═══ THE INPUT
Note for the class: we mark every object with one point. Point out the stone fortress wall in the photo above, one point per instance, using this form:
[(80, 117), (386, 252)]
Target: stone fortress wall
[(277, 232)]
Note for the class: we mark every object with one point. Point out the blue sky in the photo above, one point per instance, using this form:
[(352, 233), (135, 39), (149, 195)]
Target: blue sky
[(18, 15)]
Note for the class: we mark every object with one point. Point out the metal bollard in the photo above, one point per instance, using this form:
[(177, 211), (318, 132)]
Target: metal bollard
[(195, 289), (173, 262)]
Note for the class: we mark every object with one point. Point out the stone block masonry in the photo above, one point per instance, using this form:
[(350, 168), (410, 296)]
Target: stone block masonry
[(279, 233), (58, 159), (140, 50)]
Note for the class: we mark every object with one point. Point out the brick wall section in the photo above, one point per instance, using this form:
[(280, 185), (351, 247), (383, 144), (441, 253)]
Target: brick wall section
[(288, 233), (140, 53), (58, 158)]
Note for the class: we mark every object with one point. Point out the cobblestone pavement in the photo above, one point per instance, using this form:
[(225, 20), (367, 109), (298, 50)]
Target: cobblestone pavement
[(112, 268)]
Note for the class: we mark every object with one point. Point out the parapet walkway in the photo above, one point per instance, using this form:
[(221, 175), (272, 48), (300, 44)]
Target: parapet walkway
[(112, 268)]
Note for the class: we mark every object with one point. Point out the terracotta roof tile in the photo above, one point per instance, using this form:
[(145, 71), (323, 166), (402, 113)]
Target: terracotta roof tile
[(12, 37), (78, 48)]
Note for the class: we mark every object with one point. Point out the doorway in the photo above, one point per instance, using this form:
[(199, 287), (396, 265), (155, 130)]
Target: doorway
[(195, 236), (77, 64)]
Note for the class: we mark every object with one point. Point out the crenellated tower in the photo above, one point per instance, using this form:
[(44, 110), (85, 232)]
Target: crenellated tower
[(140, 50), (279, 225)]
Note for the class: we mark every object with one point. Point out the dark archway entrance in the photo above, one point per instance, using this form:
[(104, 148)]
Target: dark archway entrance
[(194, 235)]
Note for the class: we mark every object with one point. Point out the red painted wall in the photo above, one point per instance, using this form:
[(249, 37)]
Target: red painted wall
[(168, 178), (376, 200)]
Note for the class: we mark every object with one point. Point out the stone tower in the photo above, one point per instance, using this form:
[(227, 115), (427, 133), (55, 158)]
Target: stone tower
══════
THE TASK: Please copy the lines above from the line with "the stone block" up to and including the line with "[(221, 175), (272, 48), (300, 44)]", exactly as written and with nothing else.

SOLVED EXERCISE:
Note for the class: we mark every object with one point. Point out the stone block masonry in the photo above, one point per instance, using this form:
[(350, 168), (410, 296)]
Target: stone block masonry
[(279, 233), (58, 159), (140, 50)]
Note for the class: we mark every object with one point. Point out the brick wall section in the photo above, one point per instance, using this form:
[(280, 185), (351, 247), (383, 144), (441, 253)]
Target: brick wall section
[(288, 233), (140, 53), (58, 158)]
Note for the class: we mark every object with one point. Point out the cobblestone pavement in the photo above, one point per instance, using this form:
[(225, 20), (367, 109), (298, 50)]
Target: cobblestone pavement
[(112, 268)]
Note for the class: we mark every object with one point. Point out the parapet walkway in the photo above, one point per instance, using this form:
[(221, 175), (272, 48), (300, 44)]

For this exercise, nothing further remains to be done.